Schools give low-income students a chance to travel abroad
Some in education think providing travel opportunities can reduce the gap in how well some groups of students perform in school.
Jeanee Brookings could not stand still. An 11th-grader in Washington, D.C., Brookings was living in a homeless shelter with her parents and sister.
"I'm so nervous," Brookings said. "I've never been on a plane and I'm so scared."
It was a week before she traveled to Barcelona. She had never been out of the country before.
Brookings was one of 380 students who went on all-expense-paid trips abroad through D.C. Public Schools this past summer. Eighth- and 11th-graders went to China, Ecuador, France and a few other countries. Many had never left the Washington, D.C., metropolitan area, let alone the United States.
The effort is part of a trend to give low-income students access to the same kinds of enriching opportunities wealthier kids get outside of school.

§

§ WRITTEN TASK 1
Rewrite the stretch of the article on student travel abroad from "It was a week" through "the United States.", replacing "all-expense-paid" with "fully funded".
§ WRITTEN TASK 2
According to the article on student travel abroad, how many students went on trips abroad through D.C. Public Schools this past summer?
§ WRITTEN TASK 3
Pick up the article on student travel abroad from its final sentence and write the next part.
The items that come after the article on student travel abroad are separate material unrelated to it.

(Excerpts from a point labeling dataset)
§

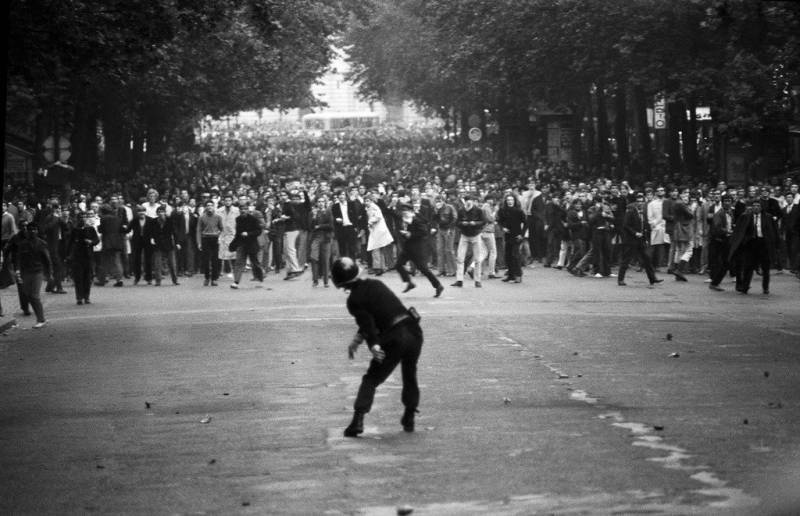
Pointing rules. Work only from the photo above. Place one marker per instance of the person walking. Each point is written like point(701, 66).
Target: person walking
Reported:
point(512, 220)
point(633, 241)
point(82, 240)
point(31, 261)
point(321, 239)
point(245, 243)
point(209, 228)
point(392, 334)
point(470, 221)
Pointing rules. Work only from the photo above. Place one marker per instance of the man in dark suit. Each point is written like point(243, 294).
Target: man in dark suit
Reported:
point(634, 245)
point(753, 242)
point(111, 230)
point(719, 242)
point(162, 238)
point(248, 228)
point(346, 218)
point(180, 224)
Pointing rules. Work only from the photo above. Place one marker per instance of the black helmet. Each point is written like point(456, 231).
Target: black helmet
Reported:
point(344, 271)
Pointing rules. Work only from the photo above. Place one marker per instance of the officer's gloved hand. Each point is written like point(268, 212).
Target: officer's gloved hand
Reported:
point(377, 353)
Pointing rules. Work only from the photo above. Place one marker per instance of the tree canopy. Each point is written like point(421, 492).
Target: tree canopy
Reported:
point(152, 66)
point(739, 57)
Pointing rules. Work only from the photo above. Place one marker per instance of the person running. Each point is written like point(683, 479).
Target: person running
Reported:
point(393, 336)
point(415, 249)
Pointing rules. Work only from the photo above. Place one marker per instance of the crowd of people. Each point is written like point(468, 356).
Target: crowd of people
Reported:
point(274, 203)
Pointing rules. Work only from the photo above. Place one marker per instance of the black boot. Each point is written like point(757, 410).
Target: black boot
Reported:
point(356, 425)
point(408, 420)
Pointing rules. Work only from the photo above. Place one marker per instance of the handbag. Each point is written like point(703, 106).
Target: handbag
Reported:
point(6, 278)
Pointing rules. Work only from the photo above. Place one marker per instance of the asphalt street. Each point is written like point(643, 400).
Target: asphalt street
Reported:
point(560, 395)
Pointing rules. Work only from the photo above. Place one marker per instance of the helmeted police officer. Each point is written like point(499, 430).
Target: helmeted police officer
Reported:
point(393, 335)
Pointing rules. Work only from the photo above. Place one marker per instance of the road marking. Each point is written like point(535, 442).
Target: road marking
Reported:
point(676, 457)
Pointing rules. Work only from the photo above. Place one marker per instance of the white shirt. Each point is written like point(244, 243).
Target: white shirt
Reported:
point(345, 217)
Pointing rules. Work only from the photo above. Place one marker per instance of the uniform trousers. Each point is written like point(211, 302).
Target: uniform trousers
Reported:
point(402, 345)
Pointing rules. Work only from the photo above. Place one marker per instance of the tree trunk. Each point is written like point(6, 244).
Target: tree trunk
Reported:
point(515, 133)
point(464, 122)
point(621, 132)
point(603, 150)
point(690, 140)
point(84, 139)
point(117, 149)
point(645, 144)
point(591, 147)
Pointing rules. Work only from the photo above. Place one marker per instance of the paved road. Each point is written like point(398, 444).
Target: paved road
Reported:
point(560, 395)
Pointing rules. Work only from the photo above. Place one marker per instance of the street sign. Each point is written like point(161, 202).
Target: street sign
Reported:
point(61, 153)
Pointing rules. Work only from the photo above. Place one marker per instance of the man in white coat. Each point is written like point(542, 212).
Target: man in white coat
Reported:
point(658, 227)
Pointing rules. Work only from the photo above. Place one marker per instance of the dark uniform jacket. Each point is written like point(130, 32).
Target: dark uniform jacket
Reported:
point(633, 222)
point(247, 222)
point(140, 230)
point(513, 219)
point(473, 215)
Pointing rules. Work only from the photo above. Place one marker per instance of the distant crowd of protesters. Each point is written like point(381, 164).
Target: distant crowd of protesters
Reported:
point(393, 200)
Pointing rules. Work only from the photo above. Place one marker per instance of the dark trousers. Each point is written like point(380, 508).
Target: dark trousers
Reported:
point(31, 286)
point(277, 251)
point(209, 257)
point(511, 253)
point(402, 345)
point(57, 276)
point(247, 250)
point(537, 237)
point(633, 250)
point(755, 254)
point(417, 255)
point(82, 277)
point(348, 242)
point(553, 247)
point(159, 257)
point(718, 260)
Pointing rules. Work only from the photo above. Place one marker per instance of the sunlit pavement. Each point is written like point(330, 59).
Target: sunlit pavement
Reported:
point(558, 395)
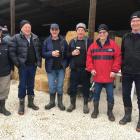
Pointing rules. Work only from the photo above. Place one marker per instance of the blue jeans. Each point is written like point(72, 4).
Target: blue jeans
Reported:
point(56, 80)
point(127, 80)
point(109, 91)
point(80, 76)
point(26, 80)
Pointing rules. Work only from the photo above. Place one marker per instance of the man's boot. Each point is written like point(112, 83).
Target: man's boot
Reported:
point(138, 125)
point(85, 107)
point(51, 103)
point(60, 103)
point(72, 105)
point(127, 116)
point(21, 106)
point(110, 113)
point(3, 110)
point(96, 109)
point(31, 102)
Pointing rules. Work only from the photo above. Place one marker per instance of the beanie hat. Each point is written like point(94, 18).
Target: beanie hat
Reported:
point(54, 26)
point(23, 22)
point(135, 15)
point(103, 27)
point(81, 25)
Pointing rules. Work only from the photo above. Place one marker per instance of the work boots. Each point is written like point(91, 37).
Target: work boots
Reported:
point(109, 112)
point(127, 116)
point(72, 105)
point(96, 109)
point(31, 102)
point(60, 103)
point(85, 107)
point(138, 125)
point(3, 110)
point(51, 103)
point(21, 106)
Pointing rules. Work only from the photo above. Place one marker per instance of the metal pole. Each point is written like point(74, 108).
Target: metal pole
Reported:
point(92, 18)
point(12, 16)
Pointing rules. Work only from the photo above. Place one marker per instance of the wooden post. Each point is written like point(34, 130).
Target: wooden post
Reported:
point(12, 16)
point(92, 18)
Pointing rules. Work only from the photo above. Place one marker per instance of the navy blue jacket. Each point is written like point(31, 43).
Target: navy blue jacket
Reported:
point(19, 49)
point(47, 53)
point(5, 62)
point(72, 47)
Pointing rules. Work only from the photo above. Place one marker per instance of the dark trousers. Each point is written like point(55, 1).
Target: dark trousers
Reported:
point(127, 80)
point(80, 76)
point(109, 91)
point(26, 80)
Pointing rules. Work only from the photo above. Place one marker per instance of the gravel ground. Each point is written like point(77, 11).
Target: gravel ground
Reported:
point(60, 125)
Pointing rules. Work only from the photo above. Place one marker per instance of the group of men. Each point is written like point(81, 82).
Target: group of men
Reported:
point(101, 59)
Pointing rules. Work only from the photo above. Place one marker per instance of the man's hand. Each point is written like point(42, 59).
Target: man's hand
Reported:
point(93, 72)
point(55, 53)
point(112, 74)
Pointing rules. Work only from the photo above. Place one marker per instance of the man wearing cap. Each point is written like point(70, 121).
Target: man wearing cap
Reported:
point(25, 52)
point(103, 61)
point(55, 52)
point(131, 67)
point(77, 51)
point(5, 70)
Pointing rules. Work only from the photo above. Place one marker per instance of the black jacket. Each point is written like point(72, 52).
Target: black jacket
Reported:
point(72, 47)
point(5, 63)
point(19, 49)
point(131, 53)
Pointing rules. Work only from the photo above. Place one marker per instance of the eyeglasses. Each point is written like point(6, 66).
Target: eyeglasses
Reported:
point(54, 29)
point(102, 32)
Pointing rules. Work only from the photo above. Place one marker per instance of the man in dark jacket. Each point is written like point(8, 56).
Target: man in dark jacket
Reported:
point(55, 50)
point(131, 67)
point(25, 52)
point(5, 72)
point(78, 51)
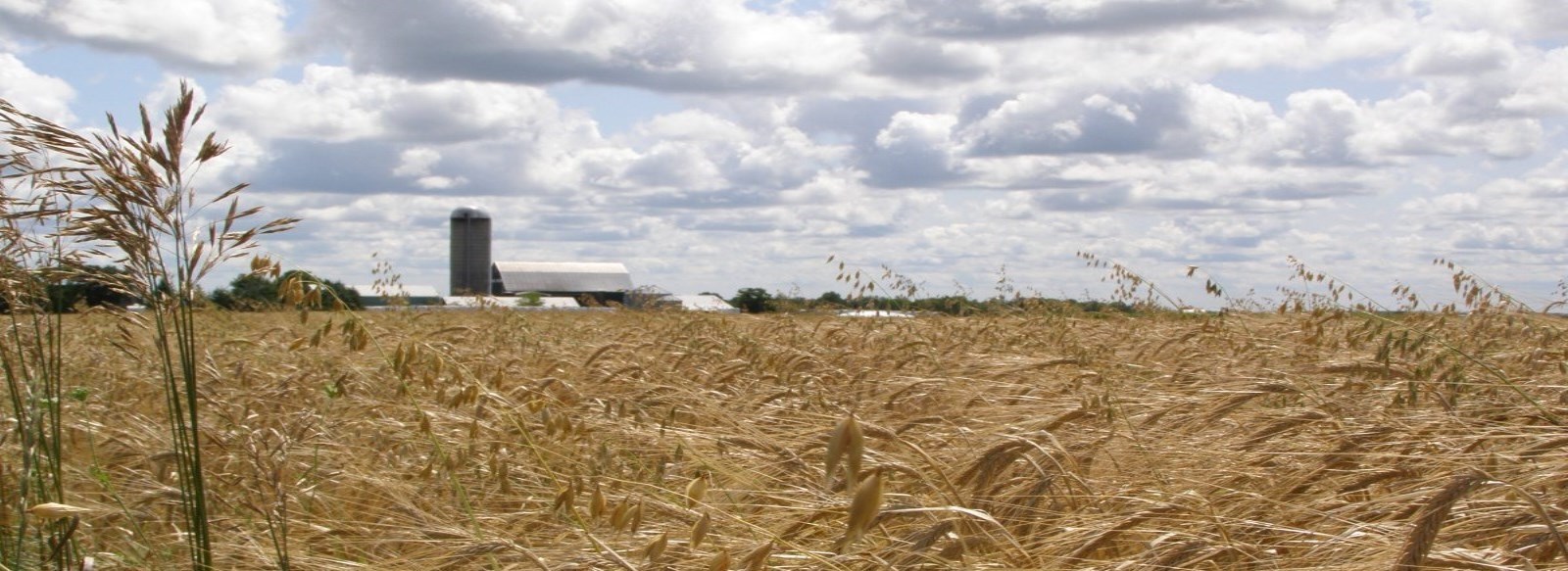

§

§ FINAL RESULT 1
It was a week before she traveled to Barcelona. She had never been out of the country before.
Brookings was one of 380 students who went on fully funded trips abroad through D.C. Public Schools this past summer. Eighth- and 11th-graders went to China, Ecuador, France and a few other countries. Many had never left the Washington, D.C., metropolitan area, let alone the United States.

§ FINAL RESULT 2
380 students.

§ FINAL RESULT 3
"I really didn't think I was going to be accepted," Brookings said. "I'm in a homeless shelter and I'm going on a study abroad trip? That's crazy."
At a send-off at Dunbar Senior High School in mid-June, then DCPS Chancellor Kaya Henderson told Brookings, hundreds of other students, and their parents why she is promoting global education: "We know that our job is to prepare you for college, career and life," she said. "Part of life means you know how to communicate with cultures, customs, communities different than your own."
DCPS raised $2 million in private donations through the D.C. Public Education fund to pay for the trips. With that money, the district helped students get passports and paid for their airfare, meals and housing. It even paid minimum wage to students whose families were relying on their summer income for financial support. Many wouldn't have had the time otherwise; they would've had to work.
Savion Gales attends Phelps ACE High School and went to Peru. He visited the Bahamas as a small child, but doesn't remember it well.
"I can't believe they paid for the passport and everything," Yvette Gales, his mother, said. "This is a godsend."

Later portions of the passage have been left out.